**** Исходные данные

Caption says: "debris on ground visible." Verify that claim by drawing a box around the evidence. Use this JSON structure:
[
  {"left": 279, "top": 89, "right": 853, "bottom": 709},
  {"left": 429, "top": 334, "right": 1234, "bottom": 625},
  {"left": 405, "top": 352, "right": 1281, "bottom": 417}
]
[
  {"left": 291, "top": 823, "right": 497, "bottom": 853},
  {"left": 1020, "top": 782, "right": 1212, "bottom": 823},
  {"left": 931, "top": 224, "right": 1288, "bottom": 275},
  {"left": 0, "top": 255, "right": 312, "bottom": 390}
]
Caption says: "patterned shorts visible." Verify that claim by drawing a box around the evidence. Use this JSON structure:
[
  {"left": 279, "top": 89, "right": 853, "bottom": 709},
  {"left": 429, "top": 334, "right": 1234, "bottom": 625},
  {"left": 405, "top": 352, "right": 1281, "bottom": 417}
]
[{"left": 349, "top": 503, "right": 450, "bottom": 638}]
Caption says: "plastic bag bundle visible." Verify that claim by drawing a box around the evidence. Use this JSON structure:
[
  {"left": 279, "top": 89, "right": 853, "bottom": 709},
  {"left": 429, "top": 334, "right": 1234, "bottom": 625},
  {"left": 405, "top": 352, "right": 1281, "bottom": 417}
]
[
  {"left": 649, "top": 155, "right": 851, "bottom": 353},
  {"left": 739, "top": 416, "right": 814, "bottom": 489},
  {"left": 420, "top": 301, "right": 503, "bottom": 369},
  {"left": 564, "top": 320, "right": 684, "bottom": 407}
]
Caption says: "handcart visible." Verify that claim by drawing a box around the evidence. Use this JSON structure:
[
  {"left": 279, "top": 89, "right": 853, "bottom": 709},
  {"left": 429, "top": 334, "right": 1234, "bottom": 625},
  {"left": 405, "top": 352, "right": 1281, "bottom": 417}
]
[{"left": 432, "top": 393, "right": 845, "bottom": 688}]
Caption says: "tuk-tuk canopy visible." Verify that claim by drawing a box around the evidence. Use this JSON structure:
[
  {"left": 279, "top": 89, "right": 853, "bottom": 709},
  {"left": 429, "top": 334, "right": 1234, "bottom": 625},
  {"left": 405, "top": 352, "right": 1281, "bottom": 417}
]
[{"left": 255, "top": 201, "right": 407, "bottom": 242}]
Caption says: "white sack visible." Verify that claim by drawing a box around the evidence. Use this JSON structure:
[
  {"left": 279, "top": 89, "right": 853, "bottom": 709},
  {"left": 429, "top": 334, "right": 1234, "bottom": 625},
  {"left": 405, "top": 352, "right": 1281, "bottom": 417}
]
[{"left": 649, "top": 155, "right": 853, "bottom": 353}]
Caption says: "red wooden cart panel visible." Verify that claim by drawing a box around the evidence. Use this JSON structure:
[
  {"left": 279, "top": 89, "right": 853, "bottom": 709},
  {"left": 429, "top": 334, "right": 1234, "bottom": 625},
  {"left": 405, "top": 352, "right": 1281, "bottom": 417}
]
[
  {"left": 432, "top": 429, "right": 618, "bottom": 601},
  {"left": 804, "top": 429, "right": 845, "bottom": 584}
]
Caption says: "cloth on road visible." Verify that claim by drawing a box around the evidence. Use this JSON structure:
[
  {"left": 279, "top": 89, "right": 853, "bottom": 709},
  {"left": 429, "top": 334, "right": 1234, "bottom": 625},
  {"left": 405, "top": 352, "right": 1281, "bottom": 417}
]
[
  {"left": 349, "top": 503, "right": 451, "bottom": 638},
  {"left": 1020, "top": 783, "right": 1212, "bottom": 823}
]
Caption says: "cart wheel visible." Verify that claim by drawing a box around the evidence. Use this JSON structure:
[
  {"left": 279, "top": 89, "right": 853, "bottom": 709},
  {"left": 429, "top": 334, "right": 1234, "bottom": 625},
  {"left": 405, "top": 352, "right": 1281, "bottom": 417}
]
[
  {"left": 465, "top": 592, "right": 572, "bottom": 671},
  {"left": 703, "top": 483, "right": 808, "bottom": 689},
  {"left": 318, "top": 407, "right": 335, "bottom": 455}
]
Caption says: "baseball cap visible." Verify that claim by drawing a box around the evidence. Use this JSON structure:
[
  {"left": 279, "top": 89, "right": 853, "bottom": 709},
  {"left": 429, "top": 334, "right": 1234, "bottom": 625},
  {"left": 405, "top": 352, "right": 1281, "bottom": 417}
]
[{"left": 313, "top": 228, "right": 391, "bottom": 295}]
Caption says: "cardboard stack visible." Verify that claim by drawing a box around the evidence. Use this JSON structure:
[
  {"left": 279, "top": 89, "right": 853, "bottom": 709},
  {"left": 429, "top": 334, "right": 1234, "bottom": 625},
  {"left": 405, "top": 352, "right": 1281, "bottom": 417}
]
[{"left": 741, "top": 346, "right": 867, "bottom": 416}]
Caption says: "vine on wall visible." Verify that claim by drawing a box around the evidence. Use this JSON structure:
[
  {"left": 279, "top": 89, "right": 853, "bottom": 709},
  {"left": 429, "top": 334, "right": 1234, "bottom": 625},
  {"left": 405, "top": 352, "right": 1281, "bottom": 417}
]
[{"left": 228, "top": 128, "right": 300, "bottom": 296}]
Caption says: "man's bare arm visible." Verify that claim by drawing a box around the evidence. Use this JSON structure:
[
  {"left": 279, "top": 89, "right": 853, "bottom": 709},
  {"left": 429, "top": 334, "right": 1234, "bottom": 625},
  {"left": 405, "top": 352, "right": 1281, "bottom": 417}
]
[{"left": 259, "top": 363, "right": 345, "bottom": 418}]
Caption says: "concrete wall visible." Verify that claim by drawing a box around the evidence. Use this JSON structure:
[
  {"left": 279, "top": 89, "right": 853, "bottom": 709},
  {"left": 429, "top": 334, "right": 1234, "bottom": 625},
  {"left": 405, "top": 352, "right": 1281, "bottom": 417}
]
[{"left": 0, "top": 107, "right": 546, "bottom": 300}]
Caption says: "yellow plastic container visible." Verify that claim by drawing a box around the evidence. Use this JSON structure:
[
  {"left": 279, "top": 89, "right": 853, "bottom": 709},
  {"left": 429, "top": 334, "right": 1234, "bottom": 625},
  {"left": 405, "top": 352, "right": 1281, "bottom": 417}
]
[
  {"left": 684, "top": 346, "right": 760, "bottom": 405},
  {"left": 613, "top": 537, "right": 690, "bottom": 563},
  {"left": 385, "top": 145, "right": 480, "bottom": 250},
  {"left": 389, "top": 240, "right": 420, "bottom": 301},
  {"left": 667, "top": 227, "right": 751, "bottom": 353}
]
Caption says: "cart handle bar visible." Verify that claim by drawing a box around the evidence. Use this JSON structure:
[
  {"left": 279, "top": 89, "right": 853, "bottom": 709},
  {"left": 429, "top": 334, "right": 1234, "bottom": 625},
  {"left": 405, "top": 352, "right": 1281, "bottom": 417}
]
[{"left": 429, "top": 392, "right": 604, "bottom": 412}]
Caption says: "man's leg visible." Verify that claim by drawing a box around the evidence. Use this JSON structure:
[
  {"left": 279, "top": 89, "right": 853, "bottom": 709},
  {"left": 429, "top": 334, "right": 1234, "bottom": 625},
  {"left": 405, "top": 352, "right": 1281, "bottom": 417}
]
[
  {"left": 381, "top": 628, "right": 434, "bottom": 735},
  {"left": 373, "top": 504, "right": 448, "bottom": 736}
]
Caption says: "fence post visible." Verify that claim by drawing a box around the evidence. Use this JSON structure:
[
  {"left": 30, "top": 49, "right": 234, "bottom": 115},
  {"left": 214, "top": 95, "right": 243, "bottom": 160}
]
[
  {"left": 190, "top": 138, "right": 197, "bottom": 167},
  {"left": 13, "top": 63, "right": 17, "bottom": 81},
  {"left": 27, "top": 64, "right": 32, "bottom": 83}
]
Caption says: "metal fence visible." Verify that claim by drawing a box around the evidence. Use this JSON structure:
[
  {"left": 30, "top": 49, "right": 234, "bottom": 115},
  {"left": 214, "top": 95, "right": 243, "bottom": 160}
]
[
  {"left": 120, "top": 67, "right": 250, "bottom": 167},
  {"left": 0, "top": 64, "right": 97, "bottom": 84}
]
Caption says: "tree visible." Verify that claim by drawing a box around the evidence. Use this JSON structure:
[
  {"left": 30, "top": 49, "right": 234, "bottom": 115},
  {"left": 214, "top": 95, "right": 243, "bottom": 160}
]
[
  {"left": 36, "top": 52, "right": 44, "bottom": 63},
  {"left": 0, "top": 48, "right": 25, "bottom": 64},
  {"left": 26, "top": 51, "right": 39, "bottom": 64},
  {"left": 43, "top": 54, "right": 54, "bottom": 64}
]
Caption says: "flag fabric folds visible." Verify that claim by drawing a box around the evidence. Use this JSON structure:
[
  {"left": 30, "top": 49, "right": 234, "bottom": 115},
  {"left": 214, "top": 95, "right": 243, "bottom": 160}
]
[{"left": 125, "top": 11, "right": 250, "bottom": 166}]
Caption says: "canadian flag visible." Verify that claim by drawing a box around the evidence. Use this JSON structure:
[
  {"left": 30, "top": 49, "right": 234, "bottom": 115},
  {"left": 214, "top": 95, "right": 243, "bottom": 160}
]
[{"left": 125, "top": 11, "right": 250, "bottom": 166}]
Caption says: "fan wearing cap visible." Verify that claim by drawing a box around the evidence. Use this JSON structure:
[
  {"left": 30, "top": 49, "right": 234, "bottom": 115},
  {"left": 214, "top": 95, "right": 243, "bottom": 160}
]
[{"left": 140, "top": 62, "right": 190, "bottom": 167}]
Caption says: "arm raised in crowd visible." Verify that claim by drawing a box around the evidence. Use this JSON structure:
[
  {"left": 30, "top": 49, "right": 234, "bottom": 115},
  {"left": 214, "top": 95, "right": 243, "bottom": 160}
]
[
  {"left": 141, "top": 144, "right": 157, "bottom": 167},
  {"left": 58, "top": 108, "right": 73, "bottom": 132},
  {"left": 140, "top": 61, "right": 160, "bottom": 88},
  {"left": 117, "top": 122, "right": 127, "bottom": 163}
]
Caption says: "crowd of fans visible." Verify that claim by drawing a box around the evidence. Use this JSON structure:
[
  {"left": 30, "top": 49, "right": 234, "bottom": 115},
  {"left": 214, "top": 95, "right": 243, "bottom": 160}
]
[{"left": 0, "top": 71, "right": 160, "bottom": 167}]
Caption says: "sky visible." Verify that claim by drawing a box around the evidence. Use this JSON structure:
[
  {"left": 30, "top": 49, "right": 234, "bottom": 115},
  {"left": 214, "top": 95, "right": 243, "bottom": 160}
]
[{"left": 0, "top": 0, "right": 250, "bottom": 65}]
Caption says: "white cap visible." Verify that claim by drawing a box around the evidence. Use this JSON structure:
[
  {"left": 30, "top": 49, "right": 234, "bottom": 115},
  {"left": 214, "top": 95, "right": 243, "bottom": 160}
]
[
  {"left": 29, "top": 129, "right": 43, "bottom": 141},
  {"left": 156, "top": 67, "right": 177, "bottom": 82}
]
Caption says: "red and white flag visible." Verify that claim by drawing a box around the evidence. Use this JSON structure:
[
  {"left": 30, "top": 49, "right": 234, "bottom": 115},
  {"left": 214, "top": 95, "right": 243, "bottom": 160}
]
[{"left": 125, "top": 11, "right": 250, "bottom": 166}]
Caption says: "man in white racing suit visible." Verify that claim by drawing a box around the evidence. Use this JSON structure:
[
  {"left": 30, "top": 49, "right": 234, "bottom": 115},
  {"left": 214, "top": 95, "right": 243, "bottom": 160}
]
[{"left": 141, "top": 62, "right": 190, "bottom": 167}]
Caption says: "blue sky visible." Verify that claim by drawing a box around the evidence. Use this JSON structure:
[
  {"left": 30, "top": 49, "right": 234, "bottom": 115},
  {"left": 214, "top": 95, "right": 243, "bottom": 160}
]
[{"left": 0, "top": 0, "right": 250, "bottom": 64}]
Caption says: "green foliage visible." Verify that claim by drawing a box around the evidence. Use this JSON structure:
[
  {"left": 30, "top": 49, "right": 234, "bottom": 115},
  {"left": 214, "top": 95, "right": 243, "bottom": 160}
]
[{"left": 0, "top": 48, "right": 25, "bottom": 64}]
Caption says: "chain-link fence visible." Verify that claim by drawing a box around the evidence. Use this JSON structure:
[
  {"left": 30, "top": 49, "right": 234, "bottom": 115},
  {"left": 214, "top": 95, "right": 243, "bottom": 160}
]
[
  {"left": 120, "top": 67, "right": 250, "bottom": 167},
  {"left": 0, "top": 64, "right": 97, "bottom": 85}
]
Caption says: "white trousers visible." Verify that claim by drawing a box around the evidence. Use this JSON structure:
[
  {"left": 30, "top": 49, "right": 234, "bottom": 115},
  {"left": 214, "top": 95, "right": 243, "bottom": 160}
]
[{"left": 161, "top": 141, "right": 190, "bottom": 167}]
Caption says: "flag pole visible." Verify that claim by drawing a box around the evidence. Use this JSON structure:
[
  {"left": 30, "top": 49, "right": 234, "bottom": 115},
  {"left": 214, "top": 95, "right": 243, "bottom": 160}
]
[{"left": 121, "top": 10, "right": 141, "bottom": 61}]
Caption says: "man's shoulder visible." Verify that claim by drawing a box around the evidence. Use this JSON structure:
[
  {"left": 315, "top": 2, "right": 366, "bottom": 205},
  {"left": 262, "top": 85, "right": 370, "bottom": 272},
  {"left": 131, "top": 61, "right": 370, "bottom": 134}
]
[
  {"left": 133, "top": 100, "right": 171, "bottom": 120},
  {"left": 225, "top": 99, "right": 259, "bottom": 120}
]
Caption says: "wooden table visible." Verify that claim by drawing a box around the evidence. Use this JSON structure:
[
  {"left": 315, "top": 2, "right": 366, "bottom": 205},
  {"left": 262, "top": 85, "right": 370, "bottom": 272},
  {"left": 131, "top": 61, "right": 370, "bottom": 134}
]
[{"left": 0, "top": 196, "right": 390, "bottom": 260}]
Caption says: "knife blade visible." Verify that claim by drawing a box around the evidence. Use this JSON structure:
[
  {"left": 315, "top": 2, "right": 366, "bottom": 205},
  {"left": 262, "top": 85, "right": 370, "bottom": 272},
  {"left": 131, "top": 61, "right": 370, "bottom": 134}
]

********

* Что требуется:
Отберите среди позиций выше все строки со словом «plastic» и перепишите их без изменений. Регистр букв учитывается.

* Решение:
Caption says: "plastic bag bundle visible." Verify that claim by drawing a box around the evidence. Use this JSON structure:
Caption says: "yellow plastic container visible." Verify that claim by drawing a box around the evidence. Use this JSON structure:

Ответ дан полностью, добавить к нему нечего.